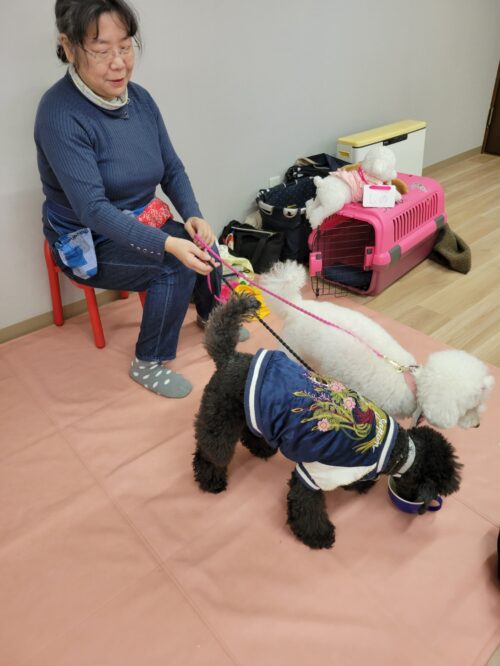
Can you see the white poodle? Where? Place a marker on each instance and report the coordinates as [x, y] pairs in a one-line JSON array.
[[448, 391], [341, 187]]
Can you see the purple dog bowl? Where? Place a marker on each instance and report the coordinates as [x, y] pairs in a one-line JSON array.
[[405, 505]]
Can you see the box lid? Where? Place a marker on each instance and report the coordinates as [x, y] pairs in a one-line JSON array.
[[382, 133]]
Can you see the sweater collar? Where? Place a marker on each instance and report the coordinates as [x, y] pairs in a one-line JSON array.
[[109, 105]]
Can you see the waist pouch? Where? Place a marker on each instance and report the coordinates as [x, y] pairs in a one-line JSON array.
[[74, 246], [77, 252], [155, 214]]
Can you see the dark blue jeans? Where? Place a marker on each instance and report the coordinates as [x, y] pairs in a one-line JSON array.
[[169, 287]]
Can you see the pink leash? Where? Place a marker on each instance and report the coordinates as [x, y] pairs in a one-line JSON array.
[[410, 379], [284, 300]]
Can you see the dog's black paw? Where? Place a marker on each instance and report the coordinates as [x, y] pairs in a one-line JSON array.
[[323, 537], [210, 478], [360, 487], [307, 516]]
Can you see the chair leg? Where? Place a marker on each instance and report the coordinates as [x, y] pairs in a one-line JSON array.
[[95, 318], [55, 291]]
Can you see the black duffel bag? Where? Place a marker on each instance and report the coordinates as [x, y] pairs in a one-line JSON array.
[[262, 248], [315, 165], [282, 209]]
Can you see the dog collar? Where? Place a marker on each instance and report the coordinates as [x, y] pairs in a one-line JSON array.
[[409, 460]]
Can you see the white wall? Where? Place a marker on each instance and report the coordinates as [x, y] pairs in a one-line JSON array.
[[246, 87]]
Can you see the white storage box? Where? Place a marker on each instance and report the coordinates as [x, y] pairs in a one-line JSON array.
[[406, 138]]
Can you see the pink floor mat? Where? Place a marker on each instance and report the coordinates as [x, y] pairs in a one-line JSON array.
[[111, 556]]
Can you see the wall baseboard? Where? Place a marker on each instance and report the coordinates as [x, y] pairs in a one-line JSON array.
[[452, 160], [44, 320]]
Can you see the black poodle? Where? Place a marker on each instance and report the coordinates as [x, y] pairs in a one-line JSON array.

Work to complete: Add 49 to every coordinate in the answers, then write out everything from the start of the records down through the line containing "[[405, 505]]", with the requests included. Leave the pictures out.

Final result:
Can you see the white poodle? Where? Place a marker on each instance and report the coordinates as [x, y] pairs in a one-line JSON array.
[[497, 440], [390, 236]]
Can you see the purple dog bowl? Where? Place a marker on each instance and report the coordinates as [x, y] pairs in a one-line JSON array.
[[454, 554]]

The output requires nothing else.